*WORK TO BE COMPLETED:* Check each line of the data for the string "target". Report how many have it, and give nothing else.

━━ GIVEN INFORMATION

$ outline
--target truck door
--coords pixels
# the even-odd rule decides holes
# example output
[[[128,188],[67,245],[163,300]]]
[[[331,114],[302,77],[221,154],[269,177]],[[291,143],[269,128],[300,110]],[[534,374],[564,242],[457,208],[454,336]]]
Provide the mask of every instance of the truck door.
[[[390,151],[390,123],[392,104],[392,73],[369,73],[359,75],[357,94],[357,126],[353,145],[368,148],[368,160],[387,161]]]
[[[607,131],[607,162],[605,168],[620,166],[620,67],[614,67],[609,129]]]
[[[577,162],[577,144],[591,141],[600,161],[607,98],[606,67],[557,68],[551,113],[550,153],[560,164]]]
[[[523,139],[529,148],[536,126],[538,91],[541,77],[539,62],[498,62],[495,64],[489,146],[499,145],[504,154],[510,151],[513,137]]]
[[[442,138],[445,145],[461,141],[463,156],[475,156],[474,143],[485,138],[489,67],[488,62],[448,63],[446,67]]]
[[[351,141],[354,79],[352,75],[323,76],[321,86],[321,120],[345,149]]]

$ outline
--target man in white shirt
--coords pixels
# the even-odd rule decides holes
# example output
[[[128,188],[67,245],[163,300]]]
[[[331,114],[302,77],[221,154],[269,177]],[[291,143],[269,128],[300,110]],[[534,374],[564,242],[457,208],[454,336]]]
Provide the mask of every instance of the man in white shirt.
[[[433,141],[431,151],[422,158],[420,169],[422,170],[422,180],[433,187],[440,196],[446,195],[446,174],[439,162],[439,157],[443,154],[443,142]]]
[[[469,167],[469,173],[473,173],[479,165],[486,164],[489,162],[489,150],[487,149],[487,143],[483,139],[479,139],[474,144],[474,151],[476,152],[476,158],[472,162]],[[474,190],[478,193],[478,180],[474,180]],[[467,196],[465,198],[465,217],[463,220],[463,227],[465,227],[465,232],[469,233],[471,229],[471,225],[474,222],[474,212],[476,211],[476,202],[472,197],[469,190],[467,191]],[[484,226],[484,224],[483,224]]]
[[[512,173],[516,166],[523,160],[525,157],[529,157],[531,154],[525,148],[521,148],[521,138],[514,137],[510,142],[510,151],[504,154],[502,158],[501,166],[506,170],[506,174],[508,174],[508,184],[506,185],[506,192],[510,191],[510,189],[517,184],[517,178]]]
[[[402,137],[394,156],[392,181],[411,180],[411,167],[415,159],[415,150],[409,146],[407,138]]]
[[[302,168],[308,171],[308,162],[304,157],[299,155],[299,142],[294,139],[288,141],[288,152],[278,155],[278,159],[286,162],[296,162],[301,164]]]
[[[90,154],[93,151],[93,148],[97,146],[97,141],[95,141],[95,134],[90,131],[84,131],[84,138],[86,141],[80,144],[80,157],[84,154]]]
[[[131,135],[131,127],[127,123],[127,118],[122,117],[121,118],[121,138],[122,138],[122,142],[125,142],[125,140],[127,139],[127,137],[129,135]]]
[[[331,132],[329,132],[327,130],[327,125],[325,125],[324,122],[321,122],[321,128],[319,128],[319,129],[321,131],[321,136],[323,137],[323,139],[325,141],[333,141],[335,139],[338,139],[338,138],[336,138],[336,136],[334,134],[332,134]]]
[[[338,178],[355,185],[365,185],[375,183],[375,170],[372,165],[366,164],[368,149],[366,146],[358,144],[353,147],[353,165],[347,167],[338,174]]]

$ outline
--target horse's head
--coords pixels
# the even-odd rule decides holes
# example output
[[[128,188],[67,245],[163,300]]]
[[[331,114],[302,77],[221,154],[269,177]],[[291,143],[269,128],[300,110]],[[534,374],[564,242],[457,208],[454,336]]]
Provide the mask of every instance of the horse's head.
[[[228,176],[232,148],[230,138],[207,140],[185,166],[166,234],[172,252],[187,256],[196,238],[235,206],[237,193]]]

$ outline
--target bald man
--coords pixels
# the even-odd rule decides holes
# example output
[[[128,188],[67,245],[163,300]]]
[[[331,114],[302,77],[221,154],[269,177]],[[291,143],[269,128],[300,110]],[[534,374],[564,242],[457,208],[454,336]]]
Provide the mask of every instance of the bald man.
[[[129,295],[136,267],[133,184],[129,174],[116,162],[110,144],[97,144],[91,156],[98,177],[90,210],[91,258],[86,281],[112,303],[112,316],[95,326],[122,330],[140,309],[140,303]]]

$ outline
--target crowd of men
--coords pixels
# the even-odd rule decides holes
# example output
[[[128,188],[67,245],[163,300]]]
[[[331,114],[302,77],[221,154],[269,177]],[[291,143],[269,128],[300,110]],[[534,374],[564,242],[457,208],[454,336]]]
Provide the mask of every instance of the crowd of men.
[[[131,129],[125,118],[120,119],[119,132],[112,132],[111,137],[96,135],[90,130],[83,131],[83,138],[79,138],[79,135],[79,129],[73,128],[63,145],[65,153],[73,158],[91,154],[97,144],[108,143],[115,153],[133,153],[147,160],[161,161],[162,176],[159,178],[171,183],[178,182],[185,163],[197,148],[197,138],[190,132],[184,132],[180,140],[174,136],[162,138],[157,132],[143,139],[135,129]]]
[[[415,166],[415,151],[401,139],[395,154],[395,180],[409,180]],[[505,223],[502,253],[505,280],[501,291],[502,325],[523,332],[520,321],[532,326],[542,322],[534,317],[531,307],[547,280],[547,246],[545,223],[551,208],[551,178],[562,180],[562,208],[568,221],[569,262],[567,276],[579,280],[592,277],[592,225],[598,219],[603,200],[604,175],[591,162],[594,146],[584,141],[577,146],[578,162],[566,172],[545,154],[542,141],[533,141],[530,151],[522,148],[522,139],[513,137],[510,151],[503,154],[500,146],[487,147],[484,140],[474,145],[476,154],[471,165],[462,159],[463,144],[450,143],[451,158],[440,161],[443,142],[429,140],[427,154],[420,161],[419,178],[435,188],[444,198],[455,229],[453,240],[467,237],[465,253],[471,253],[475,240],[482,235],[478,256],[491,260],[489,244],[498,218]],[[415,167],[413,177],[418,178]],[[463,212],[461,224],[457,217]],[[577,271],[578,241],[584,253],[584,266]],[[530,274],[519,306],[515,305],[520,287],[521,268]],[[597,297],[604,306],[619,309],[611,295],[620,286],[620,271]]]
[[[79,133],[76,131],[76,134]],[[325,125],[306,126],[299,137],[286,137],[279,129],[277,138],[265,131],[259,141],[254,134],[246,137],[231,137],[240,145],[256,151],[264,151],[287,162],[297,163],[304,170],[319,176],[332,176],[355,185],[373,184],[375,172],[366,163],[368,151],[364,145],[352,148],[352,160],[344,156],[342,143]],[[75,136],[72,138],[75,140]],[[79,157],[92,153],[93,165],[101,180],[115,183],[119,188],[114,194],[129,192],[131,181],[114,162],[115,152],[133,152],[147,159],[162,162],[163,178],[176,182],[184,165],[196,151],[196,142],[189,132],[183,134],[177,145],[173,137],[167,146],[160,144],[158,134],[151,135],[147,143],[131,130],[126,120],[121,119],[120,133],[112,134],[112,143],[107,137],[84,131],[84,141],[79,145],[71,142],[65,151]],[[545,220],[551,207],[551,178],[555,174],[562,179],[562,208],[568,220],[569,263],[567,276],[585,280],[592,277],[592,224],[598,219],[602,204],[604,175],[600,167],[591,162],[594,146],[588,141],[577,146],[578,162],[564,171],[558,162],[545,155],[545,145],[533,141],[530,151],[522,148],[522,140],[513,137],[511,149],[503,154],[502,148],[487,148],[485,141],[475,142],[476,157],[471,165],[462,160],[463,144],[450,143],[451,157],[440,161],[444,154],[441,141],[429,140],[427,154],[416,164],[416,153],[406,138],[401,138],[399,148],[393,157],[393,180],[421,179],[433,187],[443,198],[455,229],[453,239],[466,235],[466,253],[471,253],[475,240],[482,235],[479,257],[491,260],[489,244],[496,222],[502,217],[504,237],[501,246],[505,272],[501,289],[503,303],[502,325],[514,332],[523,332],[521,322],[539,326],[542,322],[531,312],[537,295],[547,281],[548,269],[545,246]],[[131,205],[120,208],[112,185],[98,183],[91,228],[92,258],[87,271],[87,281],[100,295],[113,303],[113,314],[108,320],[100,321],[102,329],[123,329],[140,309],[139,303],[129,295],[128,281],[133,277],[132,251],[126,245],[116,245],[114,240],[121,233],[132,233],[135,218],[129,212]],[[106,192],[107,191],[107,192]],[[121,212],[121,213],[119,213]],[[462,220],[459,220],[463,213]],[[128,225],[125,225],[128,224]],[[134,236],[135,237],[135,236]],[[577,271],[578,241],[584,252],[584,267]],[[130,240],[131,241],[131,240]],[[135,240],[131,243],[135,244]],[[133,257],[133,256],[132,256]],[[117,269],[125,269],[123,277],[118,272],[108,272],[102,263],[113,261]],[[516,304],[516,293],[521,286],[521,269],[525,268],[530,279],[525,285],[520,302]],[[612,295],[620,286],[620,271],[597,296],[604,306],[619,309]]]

━━━━

*WRITTEN SOLUTION:* 5